Amel defteriyle ilgili metinde bu deftere verilen diğer adların tamamını sıralayın.

#### [Belge bölümü]
★ ★ ★ ★ ★

İslam'da kulların geçici yaşantıda yaptığı iyi ve kötü bütün işlerin, söylediği iyi ve kötü tüm sözlerin, helal ve harama dokunduğu her şeyin kaydedildiği bildirilmektedir. Kur'an-ı Kerim'de kitap ve suhuf adlarıyla geçen bu defterin ismi amel defteri olarak nitelendirilmiştir. Şu ayette bu güzel bir şekilde açıklanmıştır; "İnsanın dünyada benimsediği inanç ve işlediği bütün fiiller tespit edilmiş olup kıyamet gününde bir kitap halinde kendisine sunulacak; okuma bilen ve bilmeyen herkesten kendi kitabını okuması istenecek." (El-İsrâ 17/13-14) Buradan da yola çıkarak amel defteri ne zaman açılır ve kapanır soruları akıllara gelebilir. Şimdi hepsini açıklayalım.
Amel defteri, insanların dünyada işlediği bütün eylemlerin kıyamet gününe kadar yazılarak kayıt altına alınan kitabın ismidir. Amel defterinin diğer adı Kur'an'da kitab ve suhuf olarak adlandırılmışlardır ve bu isimlerle zikredilir. Ayrıca kitâbü'l-a'mâl, sahîfetü'l-a'mâl de denir. Amel defterini açıklamak için Kur'an'da geçen ayetleri inceleyelim:
Amel defteri erkek ve kadında buluğ çağının başlaması ile açılır. Kadınlarda buluğ, ilk adet kanı ile başlandığı varsayılır.

★ ★ ★ ★ ★

#### [Kaynak veriler]
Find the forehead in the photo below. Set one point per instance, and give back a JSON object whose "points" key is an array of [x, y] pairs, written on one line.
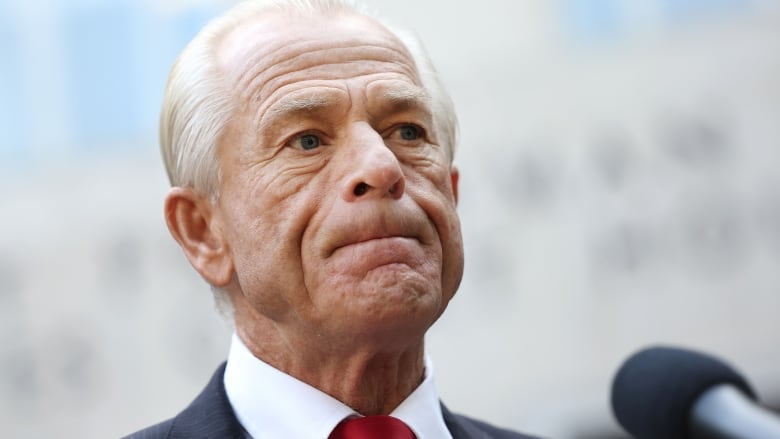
{"points": [[277, 49]]}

★ ★ ★ ★ ★

#### [Görevin çözümü]
Kitap (kitab), suhuf, kitâbü'l-a'mâl ve sahîfetü'l-a'mâl adları geçmektedir.